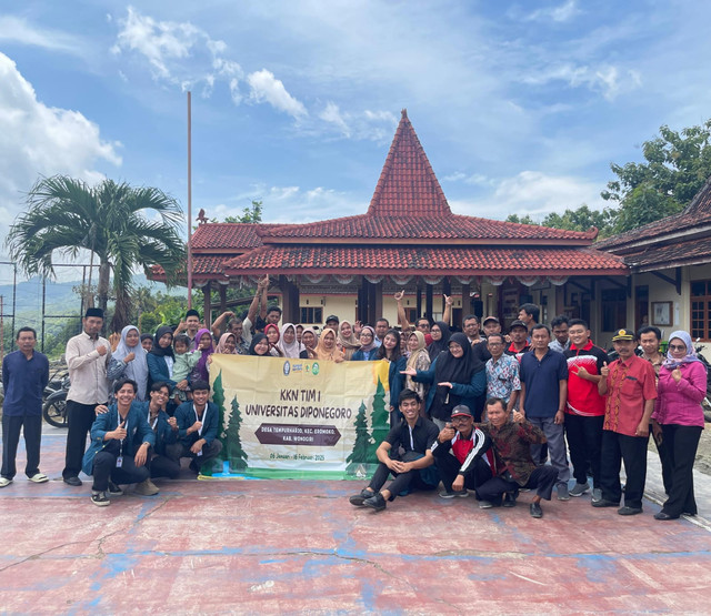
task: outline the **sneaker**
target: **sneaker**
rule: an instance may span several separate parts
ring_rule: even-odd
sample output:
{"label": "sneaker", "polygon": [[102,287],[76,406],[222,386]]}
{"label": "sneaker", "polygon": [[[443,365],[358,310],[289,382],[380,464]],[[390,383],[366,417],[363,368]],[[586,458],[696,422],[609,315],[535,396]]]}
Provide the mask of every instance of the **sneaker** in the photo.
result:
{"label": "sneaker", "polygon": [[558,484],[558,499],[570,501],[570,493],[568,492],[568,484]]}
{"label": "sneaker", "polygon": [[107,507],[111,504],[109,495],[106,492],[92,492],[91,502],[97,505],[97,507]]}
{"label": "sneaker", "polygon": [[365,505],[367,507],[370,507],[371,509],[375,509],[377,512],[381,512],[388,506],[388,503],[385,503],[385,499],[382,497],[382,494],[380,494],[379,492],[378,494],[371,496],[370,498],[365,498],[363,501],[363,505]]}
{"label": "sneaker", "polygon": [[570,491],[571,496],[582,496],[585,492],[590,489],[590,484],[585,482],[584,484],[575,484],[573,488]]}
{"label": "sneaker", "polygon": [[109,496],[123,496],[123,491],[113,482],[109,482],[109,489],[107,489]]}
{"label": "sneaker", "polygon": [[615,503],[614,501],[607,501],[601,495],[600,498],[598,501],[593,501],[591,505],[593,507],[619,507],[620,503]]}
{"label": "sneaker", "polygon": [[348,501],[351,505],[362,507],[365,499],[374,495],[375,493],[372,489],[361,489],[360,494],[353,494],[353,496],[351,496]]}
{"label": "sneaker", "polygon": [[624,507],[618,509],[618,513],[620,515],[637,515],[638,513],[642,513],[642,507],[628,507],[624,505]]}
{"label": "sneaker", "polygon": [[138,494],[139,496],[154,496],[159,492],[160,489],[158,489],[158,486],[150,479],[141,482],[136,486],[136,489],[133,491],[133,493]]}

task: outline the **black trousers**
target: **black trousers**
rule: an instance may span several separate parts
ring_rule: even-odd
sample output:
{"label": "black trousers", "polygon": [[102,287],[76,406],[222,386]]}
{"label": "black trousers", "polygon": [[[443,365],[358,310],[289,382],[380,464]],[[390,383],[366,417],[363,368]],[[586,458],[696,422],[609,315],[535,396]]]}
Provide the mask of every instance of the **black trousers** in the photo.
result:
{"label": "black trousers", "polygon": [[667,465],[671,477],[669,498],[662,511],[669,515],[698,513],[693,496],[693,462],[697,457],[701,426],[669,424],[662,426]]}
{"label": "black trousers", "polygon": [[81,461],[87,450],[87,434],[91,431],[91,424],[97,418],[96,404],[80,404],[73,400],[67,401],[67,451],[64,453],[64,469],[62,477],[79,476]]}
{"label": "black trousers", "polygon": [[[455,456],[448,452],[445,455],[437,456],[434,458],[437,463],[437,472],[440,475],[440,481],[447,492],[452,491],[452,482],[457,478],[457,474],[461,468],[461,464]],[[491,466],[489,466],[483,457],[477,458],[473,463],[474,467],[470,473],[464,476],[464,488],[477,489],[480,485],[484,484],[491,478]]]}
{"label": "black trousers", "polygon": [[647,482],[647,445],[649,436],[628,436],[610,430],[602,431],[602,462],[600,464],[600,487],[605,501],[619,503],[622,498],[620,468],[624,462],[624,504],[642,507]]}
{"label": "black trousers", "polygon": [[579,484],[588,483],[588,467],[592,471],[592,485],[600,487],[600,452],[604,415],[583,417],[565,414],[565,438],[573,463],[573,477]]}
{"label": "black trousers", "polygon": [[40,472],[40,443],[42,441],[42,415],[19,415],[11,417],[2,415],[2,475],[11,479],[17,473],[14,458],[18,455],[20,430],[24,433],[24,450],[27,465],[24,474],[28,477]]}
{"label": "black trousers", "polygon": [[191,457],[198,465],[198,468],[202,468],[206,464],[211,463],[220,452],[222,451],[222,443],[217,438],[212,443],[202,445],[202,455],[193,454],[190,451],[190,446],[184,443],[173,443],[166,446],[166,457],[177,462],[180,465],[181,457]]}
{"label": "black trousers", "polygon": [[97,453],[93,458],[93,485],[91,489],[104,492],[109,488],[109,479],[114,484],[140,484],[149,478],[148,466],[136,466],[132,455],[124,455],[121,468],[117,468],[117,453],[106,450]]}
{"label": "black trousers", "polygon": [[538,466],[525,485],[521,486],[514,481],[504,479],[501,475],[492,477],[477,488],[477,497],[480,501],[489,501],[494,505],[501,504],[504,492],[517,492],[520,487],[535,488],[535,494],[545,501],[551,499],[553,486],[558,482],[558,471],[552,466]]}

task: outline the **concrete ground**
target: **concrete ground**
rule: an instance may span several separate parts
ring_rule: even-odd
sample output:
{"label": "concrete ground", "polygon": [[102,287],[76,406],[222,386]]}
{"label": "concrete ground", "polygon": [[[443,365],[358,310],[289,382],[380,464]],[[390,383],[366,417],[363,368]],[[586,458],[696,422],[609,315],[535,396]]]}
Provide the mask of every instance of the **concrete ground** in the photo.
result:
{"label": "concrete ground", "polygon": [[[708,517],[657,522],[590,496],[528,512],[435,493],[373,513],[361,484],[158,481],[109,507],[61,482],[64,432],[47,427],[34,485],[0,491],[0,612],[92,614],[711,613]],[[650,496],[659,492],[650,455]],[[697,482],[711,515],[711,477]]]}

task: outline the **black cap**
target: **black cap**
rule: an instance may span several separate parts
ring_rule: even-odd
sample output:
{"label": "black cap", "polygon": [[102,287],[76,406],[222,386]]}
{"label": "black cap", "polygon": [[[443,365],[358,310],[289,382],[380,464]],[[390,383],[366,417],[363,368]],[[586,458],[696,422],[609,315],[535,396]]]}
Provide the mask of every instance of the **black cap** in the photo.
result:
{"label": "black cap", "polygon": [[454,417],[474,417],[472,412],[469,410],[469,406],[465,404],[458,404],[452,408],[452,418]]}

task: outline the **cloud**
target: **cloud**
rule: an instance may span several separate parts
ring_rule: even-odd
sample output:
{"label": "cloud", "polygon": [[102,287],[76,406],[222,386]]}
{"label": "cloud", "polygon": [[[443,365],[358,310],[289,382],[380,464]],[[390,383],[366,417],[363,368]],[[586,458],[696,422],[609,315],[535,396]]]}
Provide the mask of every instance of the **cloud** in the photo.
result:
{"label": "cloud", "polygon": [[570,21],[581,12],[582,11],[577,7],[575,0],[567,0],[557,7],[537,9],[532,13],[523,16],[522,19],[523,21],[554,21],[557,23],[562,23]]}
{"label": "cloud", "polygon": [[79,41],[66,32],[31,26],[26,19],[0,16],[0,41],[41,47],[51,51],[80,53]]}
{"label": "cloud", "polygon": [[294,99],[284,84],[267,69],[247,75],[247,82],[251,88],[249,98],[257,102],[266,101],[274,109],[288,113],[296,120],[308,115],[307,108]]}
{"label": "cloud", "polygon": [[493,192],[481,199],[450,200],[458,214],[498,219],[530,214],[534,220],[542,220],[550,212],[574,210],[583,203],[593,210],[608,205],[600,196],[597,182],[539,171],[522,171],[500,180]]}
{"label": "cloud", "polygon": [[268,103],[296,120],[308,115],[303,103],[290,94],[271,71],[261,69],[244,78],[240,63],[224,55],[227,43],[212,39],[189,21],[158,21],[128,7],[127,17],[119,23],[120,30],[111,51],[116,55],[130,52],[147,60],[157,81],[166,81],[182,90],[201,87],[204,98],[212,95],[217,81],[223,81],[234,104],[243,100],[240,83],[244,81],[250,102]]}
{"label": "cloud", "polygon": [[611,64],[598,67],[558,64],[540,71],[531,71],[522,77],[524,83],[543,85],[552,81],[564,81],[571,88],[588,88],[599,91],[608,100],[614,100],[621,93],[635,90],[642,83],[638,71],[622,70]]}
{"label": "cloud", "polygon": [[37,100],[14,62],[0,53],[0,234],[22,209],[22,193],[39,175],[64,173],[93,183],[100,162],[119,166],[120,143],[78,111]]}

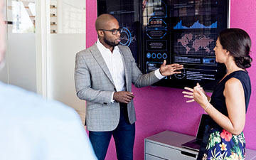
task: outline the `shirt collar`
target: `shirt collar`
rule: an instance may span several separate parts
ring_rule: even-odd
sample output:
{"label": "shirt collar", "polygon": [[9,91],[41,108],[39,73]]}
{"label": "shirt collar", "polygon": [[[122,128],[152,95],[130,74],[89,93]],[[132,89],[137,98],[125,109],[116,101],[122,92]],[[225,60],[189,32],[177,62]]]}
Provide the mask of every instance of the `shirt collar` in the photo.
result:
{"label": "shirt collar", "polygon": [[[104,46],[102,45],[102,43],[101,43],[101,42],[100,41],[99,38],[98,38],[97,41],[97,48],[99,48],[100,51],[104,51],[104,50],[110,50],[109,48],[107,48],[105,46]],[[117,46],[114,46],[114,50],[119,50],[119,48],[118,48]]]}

YOUR OBJECTIVE: Please collect every line in the records above that contains the string "target", and copy each one unchanged.

THE COMPLETED TASK:
target: **sneaker**
target: **black trousers**
target: **concrete ground**
target: **black cap**
target: **cloud**
target: `shirt collar`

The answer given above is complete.